TEXT PASSAGE:
⁂
Forests are vital natural and economic resources that support habitat for plants and animals, protect water quality, offer opportunities for recreation and provide jobs and wood for people. Forests are sensitive to the effects of climate change including drought, shifts in weather, and invasion by insects. Little is known about the effects of repeated droughts brought on by climate change or how these effects occur from the tree cells to entire regional forests.
Droughts in the past decade have occurred across much of the western and southwestern United States. These droughts have led to severe consequences on forests, such as widespread forest die-off. This award will answer a fundamental gap in scientific understanding with profound implications for the future of western U.S. forests. Are trees that survive a severe drought more vulnerable or less vulnerable to the next drought? Over two years, the research will assess water stress and scale these measurements of drought vulnerability from the cell level in individual branches to entire ecosystems across four western States. It will draw on tree-core records, measurements of plant populations, anatomy of tree water transport, and measurements of whole-ecosystem fluxes of carbon and water. The ultimate goal is a predictive framework across different spatial scales that will allow prediction of which forests are most vulnerable and the return frequency of drought that's survivable versus lethal.
This project incorporates an extensive commitment to training of scientists at the undergraduate, graduate, post-doctoral, and early-career levels. The project's research will be directly linked with teaching activities by incorporating findings and projects into five undergraduate and two graduate courses across Northern Arizona University, Princeton University, and the University of Nevada, Reno. The research will enable entire continent wide drought monitoring. The research will develop sensor capacity needed for establishing a continent-wide forest drought-monitoring network. The technology developed can aid land managers with the USFS in managing US Forest Lands. High resolution meteorological and plant water status sensors will be developed and deployed, and measurements of forest canopy cover will be made across a broad spatial scale. In addition, these measurements can also supplement the national USFS information such as the Forest Inventory and Analysis program.
⁂
DATA EXTRACT:
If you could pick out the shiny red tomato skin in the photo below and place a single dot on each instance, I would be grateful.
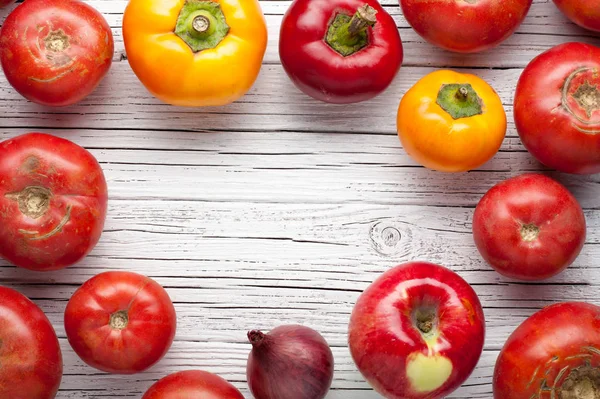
(55, 52)
(192, 384)
(148, 332)
(585, 13)
(536, 200)
(76, 208)
(321, 72)
(552, 125)
(564, 336)
(382, 335)
(465, 26)
(29, 352)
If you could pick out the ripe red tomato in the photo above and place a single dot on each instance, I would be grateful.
(529, 227)
(53, 200)
(55, 52)
(585, 13)
(329, 62)
(30, 357)
(192, 384)
(554, 354)
(465, 26)
(120, 322)
(557, 108)
(417, 332)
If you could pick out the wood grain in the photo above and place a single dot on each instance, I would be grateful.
(278, 209)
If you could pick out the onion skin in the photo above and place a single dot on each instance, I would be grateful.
(290, 362)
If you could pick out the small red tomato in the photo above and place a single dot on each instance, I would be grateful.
(417, 332)
(340, 51)
(585, 13)
(465, 26)
(30, 357)
(554, 354)
(192, 384)
(529, 227)
(557, 108)
(55, 52)
(120, 322)
(53, 202)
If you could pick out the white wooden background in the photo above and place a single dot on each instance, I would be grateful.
(278, 209)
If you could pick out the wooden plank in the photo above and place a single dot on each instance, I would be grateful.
(277, 209)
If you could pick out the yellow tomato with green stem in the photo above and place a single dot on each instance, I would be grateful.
(195, 52)
(451, 122)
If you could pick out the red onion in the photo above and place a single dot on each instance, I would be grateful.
(290, 362)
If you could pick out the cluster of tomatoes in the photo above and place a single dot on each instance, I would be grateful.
(417, 332)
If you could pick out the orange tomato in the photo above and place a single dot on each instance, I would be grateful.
(451, 122)
(195, 52)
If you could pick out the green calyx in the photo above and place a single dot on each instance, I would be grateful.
(460, 100)
(348, 35)
(201, 25)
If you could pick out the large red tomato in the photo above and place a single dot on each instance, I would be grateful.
(529, 227)
(55, 52)
(192, 384)
(585, 13)
(120, 322)
(417, 332)
(465, 26)
(557, 108)
(340, 51)
(52, 202)
(30, 357)
(554, 354)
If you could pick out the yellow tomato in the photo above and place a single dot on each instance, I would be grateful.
(451, 122)
(194, 52)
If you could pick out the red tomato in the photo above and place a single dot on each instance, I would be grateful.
(55, 52)
(554, 354)
(120, 322)
(557, 108)
(417, 332)
(192, 384)
(313, 33)
(529, 227)
(52, 199)
(585, 13)
(465, 26)
(29, 351)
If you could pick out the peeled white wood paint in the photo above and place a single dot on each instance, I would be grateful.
(270, 211)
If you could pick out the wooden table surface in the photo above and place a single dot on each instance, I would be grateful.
(279, 209)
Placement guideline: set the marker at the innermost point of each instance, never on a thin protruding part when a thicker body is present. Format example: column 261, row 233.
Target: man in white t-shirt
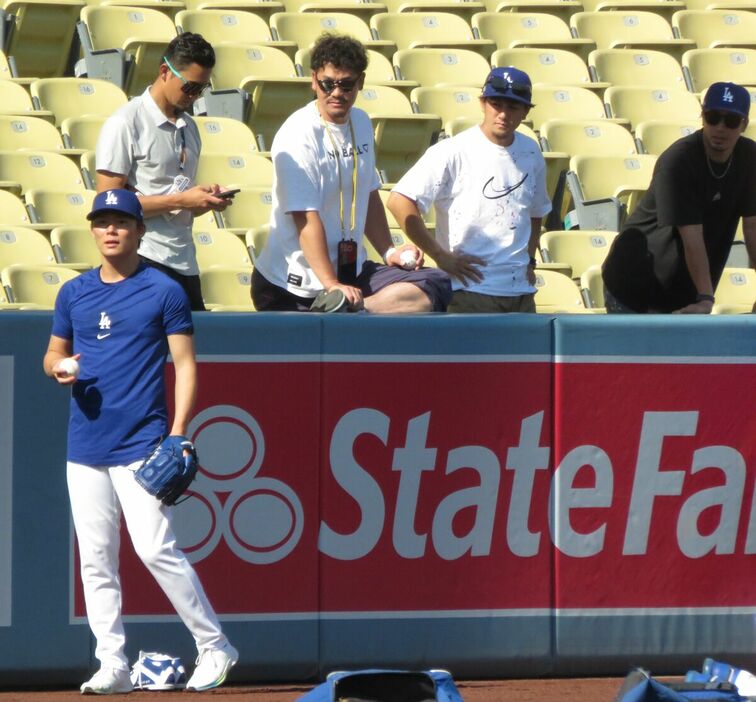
column 488, row 185
column 152, row 146
column 325, row 198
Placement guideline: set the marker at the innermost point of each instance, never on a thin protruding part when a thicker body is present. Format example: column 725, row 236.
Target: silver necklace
column 711, row 169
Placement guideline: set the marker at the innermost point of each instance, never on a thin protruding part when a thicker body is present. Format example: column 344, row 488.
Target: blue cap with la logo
column 123, row 201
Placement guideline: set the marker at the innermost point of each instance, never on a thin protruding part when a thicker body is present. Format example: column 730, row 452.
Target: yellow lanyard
column 336, row 152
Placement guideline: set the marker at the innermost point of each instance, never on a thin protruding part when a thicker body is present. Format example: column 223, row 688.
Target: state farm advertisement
column 416, row 487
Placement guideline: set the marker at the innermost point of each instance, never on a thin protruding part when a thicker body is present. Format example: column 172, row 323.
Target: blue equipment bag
column 386, row 686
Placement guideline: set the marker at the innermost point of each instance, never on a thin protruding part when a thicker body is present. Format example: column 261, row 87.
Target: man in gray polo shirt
column 152, row 146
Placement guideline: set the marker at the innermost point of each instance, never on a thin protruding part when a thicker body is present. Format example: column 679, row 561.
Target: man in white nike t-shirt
column 488, row 185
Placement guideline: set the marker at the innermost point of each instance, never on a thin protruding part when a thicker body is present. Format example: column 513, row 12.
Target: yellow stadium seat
column 556, row 292
column 401, row 136
column 219, row 247
column 41, row 35
column 431, row 67
column 564, row 102
column 37, row 284
column 131, row 39
column 74, row 246
column 76, row 97
column 268, row 76
column 227, row 286
column 439, row 30
column 637, row 67
column 240, row 170
column 224, row 135
column 230, row 25
column 631, row 29
column 24, row 245
column 512, row 30
column 304, row 28
column 250, row 209
column 716, row 29
column 549, row 67
column 605, row 188
column 580, row 249
column 702, row 67
column 643, row 103
column 22, row 170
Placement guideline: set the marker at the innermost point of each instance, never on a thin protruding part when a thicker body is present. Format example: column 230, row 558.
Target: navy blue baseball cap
column 728, row 97
column 510, row 83
column 123, row 201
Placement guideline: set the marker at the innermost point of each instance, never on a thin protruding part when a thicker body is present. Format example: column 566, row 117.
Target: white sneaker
column 213, row 665
column 108, row 681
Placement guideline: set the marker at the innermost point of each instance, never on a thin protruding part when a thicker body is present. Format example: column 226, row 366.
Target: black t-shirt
column 645, row 268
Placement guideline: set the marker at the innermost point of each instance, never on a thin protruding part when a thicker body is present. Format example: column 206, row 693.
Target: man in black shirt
column 670, row 253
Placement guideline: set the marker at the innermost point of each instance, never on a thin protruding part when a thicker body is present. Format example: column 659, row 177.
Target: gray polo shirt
column 140, row 142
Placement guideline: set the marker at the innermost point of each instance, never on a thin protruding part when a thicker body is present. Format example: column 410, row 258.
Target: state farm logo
column 260, row 519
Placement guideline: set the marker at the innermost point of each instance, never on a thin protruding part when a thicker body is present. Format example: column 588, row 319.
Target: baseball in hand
column 408, row 260
column 70, row 366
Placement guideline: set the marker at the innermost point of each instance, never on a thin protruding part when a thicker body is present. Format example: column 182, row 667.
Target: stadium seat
column 439, row 30
column 74, row 246
column 75, row 97
column 58, row 207
column 637, row 67
column 401, row 135
column 716, row 29
column 13, row 210
column 238, row 171
column 564, row 102
column 556, row 292
column 643, row 103
column 267, row 75
column 587, row 137
column 224, row 135
column 250, row 209
column 37, row 284
column 592, row 288
column 430, row 67
column 580, row 249
column 22, row 170
column 511, row 30
column 549, row 67
column 227, row 286
column 449, row 103
column 125, row 44
column 702, row 67
column 219, row 247
column 737, row 287
column 24, row 245
column 632, row 29
column 230, row 25
column 606, row 188
column 41, row 35
column 304, row 28
column 655, row 135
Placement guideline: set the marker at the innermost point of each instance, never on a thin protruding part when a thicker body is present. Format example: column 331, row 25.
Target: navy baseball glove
column 167, row 473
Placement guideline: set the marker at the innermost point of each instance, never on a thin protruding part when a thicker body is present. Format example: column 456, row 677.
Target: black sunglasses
column 714, row 117
column 502, row 85
column 328, row 85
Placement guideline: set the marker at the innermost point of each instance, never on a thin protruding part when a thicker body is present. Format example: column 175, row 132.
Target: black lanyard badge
column 347, row 268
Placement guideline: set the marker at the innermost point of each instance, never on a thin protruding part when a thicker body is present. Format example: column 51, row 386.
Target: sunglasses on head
column 328, row 85
column 502, row 85
column 731, row 120
column 189, row 87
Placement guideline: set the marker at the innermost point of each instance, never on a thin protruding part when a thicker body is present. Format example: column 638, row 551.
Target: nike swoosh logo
column 494, row 194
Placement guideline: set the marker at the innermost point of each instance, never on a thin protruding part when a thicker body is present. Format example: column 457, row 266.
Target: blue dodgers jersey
column 118, row 410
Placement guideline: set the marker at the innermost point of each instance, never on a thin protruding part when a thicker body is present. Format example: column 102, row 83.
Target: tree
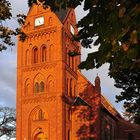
column 115, row 23
column 7, row 122
column 6, row 33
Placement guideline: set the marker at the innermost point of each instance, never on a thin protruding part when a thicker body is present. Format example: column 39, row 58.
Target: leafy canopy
column 7, row 33
column 116, row 24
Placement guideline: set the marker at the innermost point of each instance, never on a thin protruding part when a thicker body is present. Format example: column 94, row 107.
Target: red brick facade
column 48, row 83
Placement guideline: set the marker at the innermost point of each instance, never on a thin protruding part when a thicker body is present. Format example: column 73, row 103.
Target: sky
column 8, row 64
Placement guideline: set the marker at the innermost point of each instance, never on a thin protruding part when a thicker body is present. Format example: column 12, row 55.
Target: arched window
column 51, row 53
column 27, row 89
column 69, row 135
column 44, row 54
column 35, row 55
column 36, row 87
column 27, row 58
column 67, row 86
column 40, row 115
column 130, row 136
column 69, row 114
column 50, row 21
column 71, row 87
column 41, row 86
column 51, row 86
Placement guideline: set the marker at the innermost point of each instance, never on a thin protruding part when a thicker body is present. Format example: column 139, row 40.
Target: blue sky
column 8, row 66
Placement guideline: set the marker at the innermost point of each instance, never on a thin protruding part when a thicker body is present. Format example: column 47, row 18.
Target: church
column 54, row 100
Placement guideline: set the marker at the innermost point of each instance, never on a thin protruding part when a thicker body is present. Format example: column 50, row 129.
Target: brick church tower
column 45, row 73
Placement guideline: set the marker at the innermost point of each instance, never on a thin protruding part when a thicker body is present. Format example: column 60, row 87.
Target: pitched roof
column 61, row 14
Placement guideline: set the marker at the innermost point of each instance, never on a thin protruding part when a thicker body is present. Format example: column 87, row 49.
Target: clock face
column 39, row 21
column 71, row 29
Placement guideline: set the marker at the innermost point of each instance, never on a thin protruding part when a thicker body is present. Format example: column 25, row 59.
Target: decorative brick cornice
column 41, row 32
column 38, row 99
column 36, row 67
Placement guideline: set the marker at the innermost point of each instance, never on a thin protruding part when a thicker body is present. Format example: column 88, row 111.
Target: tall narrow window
column 130, row 136
column 40, row 115
column 27, row 58
column 35, row 55
column 69, row 114
column 43, row 54
column 27, row 89
column 36, row 87
column 71, row 87
column 69, row 137
column 67, row 86
column 51, row 53
column 50, row 21
column 73, row 63
column 41, row 86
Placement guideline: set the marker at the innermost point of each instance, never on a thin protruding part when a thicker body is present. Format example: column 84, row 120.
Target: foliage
column 7, row 122
column 6, row 33
column 116, row 24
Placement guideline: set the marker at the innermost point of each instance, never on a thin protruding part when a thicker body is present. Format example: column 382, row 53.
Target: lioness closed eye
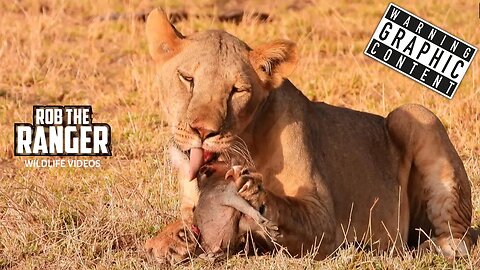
column 330, row 174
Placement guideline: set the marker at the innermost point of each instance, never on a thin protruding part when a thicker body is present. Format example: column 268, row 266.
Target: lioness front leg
column 178, row 241
column 302, row 223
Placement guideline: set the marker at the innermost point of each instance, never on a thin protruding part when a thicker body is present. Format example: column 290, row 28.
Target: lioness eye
column 185, row 78
column 238, row 90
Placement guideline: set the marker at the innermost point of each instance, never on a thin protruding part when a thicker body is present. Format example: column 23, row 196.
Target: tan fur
column 330, row 175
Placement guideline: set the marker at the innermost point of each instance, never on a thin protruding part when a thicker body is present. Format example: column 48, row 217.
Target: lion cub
column 219, row 212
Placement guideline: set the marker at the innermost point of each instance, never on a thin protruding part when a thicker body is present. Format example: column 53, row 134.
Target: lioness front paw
column 174, row 244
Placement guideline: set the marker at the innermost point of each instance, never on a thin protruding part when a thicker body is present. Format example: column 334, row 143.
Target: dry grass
column 86, row 218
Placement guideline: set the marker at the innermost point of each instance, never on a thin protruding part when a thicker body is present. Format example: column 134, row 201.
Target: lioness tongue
column 196, row 161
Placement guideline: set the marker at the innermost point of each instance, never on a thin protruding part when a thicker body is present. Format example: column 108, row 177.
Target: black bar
column 425, row 31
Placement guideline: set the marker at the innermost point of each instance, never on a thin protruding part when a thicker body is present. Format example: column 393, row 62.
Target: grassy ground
column 59, row 52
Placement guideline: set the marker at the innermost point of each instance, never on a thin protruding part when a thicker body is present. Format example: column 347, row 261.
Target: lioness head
column 212, row 83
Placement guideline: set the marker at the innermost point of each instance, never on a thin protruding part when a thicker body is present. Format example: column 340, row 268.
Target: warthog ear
column 163, row 39
column 274, row 61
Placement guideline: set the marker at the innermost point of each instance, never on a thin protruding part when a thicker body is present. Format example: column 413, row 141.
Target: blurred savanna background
column 94, row 52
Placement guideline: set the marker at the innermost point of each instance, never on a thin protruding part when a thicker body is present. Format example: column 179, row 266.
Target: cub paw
column 249, row 185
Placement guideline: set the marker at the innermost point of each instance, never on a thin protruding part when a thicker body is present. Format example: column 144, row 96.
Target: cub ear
column 274, row 61
column 163, row 39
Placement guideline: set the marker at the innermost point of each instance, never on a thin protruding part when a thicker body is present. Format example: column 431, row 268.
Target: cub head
column 212, row 83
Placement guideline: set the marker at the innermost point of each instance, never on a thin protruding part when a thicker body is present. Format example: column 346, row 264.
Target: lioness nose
column 204, row 132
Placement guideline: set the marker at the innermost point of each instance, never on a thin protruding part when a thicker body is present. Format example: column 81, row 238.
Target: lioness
column 330, row 175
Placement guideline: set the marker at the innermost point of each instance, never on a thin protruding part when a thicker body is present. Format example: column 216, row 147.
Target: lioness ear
column 274, row 61
column 163, row 39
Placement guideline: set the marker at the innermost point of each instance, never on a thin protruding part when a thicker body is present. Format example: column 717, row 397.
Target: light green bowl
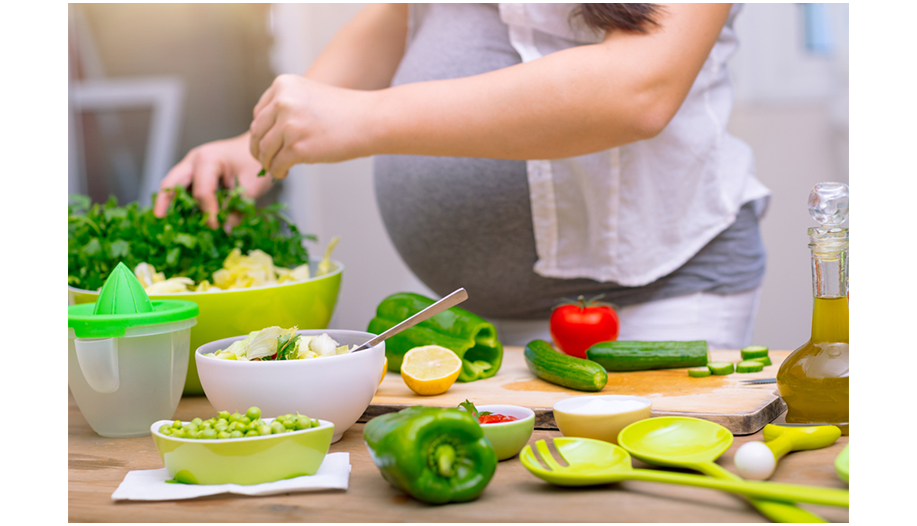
column 225, row 313
column 249, row 460
column 508, row 438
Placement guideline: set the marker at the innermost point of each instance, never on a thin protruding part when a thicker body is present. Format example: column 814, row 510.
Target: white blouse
column 635, row 213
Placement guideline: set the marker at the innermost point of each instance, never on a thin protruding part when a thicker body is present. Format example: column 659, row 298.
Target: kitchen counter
column 97, row 465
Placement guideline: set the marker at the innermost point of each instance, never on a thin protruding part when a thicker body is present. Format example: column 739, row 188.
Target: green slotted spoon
column 591, row 462
column 692, row 443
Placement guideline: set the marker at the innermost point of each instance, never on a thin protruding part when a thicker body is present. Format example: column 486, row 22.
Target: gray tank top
column 467, row 222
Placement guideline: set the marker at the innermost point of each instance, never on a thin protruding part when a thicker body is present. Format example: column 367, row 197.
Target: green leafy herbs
column 286, row 348
column 179, row 244
column 469, row 406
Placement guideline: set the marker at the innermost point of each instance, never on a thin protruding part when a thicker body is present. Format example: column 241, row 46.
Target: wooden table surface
column 97, row 465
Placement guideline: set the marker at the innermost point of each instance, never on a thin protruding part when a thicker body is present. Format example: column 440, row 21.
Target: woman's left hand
column 299, row 120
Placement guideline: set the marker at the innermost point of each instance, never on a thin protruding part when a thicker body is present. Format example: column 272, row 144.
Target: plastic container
column 128, row 356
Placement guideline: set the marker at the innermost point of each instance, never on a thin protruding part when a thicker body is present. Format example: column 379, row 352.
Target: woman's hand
column 205, row 167
column 299, row 120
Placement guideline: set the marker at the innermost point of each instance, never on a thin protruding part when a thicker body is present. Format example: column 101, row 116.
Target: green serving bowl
column 247, row 460
column 508, row 438
column 306, row 304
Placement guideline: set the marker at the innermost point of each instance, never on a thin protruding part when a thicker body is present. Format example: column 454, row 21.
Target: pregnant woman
column 531, row 153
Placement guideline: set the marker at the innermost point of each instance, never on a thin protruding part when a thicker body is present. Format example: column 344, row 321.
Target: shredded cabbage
column 276, row 343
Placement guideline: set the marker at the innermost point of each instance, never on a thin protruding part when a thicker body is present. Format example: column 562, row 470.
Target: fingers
column 285, row 159
column 207, row 173
column 179, row 175
column 261, row 124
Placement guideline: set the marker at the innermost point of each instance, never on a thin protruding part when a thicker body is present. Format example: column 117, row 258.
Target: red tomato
column 577, row 326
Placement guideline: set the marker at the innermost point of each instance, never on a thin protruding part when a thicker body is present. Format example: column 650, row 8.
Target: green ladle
column 692, row 443
column 591, row 462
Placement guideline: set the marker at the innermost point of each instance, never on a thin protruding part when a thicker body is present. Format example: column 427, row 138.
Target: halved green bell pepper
column 466, row 334
column 435, row 454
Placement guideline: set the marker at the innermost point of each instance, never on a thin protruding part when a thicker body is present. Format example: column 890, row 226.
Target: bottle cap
column 829, row 204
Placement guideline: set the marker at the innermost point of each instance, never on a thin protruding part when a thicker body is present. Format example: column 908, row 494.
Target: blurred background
column 148, row 82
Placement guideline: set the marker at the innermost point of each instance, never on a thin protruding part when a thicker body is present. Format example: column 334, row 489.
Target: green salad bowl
column 247, row 460
column 306, row 304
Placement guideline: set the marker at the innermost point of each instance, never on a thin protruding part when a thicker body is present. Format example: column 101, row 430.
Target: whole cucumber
column 563, row 369
column 645, row 356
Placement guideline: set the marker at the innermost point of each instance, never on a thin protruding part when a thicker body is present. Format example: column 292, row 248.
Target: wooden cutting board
column 741, row 408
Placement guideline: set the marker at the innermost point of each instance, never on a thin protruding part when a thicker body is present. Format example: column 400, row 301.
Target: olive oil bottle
column 814, row 380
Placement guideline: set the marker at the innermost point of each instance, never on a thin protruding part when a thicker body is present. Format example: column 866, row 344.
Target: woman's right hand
column 203, row 169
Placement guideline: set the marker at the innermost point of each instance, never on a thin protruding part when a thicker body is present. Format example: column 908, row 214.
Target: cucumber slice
column 754, row 351
column 749, row 366
column 764, row 359
column 721, row 368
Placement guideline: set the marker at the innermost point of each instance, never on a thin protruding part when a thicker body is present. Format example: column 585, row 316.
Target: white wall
column 791, row 109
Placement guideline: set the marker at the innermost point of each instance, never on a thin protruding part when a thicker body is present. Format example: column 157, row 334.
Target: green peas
column 225, row 425
column 303, row 422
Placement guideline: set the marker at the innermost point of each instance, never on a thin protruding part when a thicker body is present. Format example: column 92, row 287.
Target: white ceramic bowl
column 606, row 425
column 336, row 388
column 508, row 438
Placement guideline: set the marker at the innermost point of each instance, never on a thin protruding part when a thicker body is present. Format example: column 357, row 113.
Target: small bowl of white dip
column 600, row 417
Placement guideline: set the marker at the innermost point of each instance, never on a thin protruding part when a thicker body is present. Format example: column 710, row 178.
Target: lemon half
column 430, row 370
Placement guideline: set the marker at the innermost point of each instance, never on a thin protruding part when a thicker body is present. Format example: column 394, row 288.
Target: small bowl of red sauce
column 508, row 427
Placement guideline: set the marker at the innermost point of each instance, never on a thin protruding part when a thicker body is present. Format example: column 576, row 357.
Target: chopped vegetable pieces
column 721, row 368
column 749, row 366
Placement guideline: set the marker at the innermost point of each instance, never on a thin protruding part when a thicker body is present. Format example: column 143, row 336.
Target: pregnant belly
column 460, row 222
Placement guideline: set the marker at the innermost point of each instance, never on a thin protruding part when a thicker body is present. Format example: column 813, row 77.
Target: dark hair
column 627, row 17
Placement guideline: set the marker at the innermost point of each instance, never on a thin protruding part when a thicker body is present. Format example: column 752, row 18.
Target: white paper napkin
column 334, row 473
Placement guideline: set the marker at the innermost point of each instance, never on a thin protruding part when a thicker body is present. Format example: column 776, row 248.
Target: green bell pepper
column 466, row 334
column 435, row 454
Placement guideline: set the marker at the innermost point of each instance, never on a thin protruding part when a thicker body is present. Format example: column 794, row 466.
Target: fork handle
column 773, row 510
column 763, row 490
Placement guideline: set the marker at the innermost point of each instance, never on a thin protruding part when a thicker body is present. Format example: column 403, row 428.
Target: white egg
column 755, row 461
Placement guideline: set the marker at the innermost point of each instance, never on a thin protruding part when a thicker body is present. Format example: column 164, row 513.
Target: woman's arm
column 363, row 55
column 576, row 101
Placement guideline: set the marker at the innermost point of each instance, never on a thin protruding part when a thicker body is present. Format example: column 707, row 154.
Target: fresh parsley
column 469, row 406
column 179, row 244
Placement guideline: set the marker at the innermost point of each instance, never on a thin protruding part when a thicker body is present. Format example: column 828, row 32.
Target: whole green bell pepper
column 435, row 454
column 466, row 334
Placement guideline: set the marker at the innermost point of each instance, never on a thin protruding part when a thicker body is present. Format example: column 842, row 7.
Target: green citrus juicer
column 692, row 443
column 591, row 462
column 128, row 356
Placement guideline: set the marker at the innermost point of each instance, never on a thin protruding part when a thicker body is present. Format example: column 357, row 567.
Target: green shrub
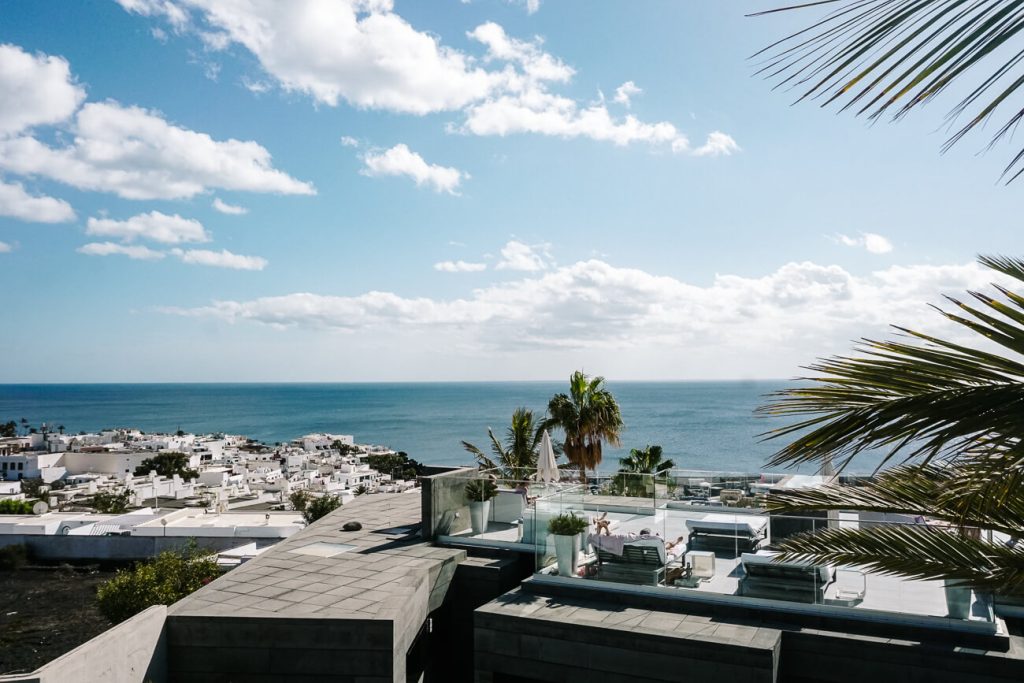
⁂
REQUIRED TASKS:
**A.** List every university the passage on forest drought names.
**B.** Quote the passage on forest drought, starting at the words "Forests are vital" and stopping after "entire regional forests.".

RESPONSES:
**A.**
Northern Arizona University
Princeton University
University of Nevada, Reno

**B.**
Forests are vital natural and economic resources that support habitat for plants and animals, protect water quality, offer opportunities for recreation and provide jobs and wood for people. Forests are sensitive to the effects of climate change including drought, shifts in weather, and invasion by insects. Little is known about the effects of repeated droughts brought on by climate change or how these effects occur from the tree cells to entire regional forests.